Text:
[Begin]

Curry County

I’d survived a pelagic trip and a night in the dorms. I was five hours from home and ready for my next adventure. It was the perfect time to visit Curry County, one of the counties in Oregon I’d never previously birded in.

This is my favorite kind of birding. New county, all new birds, no schedule and completely on my own agenda. I could sit for hours looking for sparrows if I wanted to. And of course I did want to. There were reports of Clay-colored Sparrows in the area so I had good reason. I spent a lot of time at Arizona Beach State Recreation Site.

My favorite sighting started with a soft warbling song I heard through the trees and brush. I thought it might be a catbird, but eventually I caught sight of the little songster.

An American Dipper! There was only a tiny portion of stream flowing and it was right above it singing its little heart out. I may have melted.

Back at the pond across the highway there were two Blue-winged Teal best identified as they’re flying away.

And many unmistakable Black Phoebe.

[End]

Entries shown:
[Begin]

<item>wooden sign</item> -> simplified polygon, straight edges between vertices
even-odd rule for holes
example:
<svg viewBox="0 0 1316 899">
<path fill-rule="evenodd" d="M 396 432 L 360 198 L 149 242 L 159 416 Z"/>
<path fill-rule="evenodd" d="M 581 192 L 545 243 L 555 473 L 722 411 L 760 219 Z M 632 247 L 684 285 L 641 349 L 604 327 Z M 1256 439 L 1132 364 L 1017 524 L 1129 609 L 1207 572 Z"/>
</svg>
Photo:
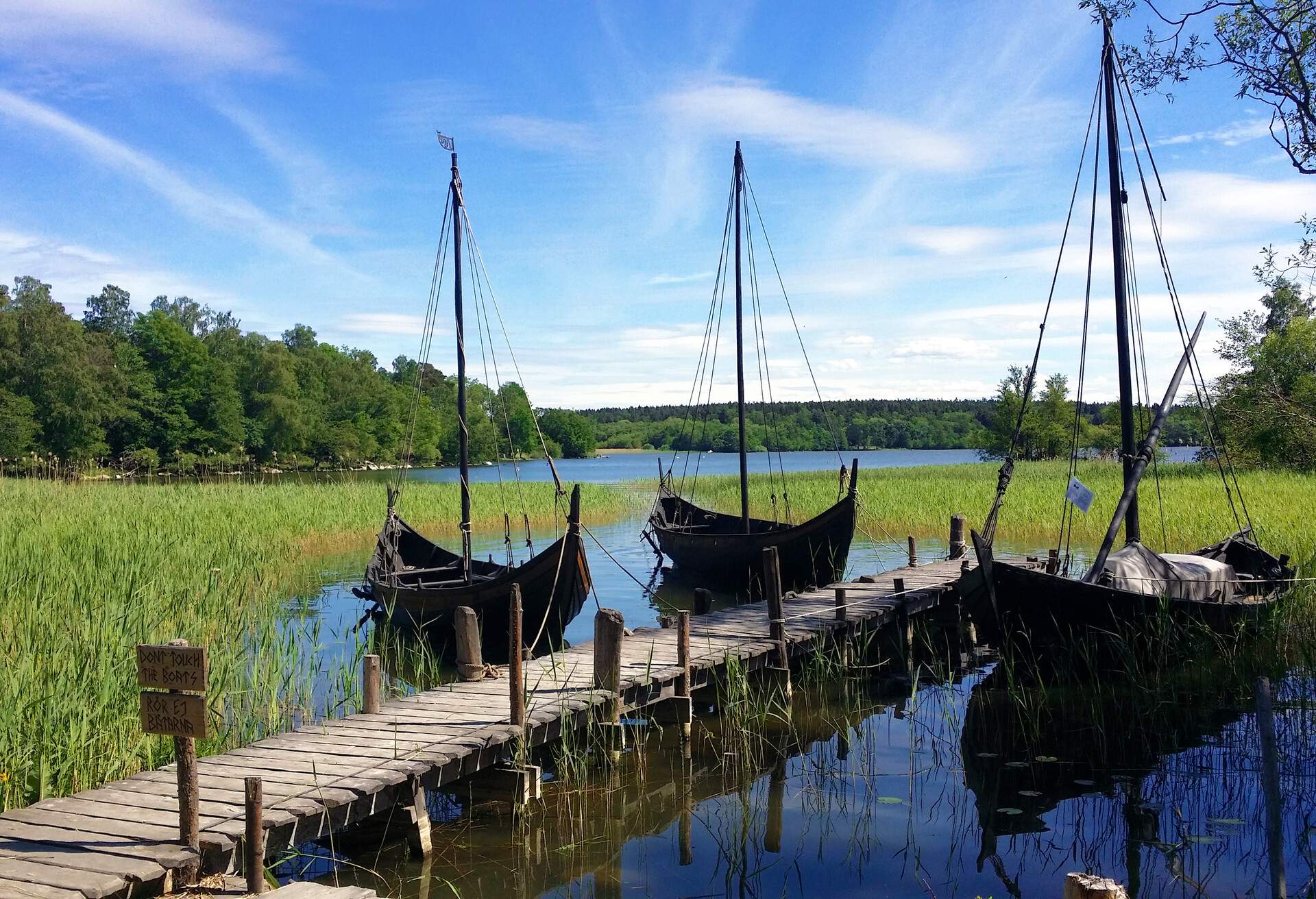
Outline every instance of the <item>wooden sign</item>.
<svg viewBox="0 0 1316 899">
<path fill-rule="evenodd" d="M 186 692 L 142 692 L 142 731 L 168 737 L 207 734 L 205 696 Z"/>
<path fill-rule="evenodd" d="M 205 646 L 137 646 L 137 686 L 205 691 Z"/>
</svg>

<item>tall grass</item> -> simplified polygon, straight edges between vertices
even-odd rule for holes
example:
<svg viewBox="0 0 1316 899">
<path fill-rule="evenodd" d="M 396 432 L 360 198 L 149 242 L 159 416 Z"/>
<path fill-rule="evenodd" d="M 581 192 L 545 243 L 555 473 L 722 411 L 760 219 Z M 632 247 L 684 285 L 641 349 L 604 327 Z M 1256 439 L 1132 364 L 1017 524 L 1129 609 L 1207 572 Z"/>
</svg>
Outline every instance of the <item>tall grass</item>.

[End]

What this task involves: Resume the Curry County birding text after its last sentence. The rows have nothing to do with the Curry County birding text.

Task response:
I got a good look at this young Red-shouldered Hawk looking for a meal.

And on the way out I saw a HUGE flock of California Quail.

“Chicaaaaagoooooo!”

I saw a few sparrows.

Golden, golden, song, white-crowned, golden

But it took a many tries to get this blurry photo of a Chipping Sparrow.

To find shorebirds it was suggested I try out Floras Lake, especially at the end of the trail by Floras Creek through the grassy dunes.

It was beautiful. But unfortunately both times I visited winds were blowing 20+mph.

Reenactment at Cape Blanco State Park

Not ideal shorebirding conditions. So instead I drove farther south to Gold Beach “where the Pacific meets the Rogue” and where I met a few birds like this bright Yellow Warbler.

Still no shorebirds or terns I could find, but eventually I spotted a sparrow flock that looked interesting. Indeed.

Clay-colored Sparrow!

It looks similar to Chipping Sparrows but has pale lores and is more buffy. They’re an unusual treat to see in Oregon and I was thrilled to see this one.

Back in Port Orford I stayed at the Castaway By the Sea Motel that has thin walls but excellent views.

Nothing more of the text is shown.